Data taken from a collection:
═══

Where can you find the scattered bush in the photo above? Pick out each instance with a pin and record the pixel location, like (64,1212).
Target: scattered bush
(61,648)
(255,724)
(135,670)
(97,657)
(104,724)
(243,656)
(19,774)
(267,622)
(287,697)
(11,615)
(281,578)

═══

Output the data above line for line, changing nothing.

### Solution for this task
Where can you find the scattered bush in the photo above? Pick out each instance with a pin and record the pixel location, like (64,1212).
Target: scattered bush
(61,648)
(255,724)
(135,670)
(97,657)
(104,724)
(243,656)
(19,774)
(267,622)
(287,697)
(11,615)
(281,578)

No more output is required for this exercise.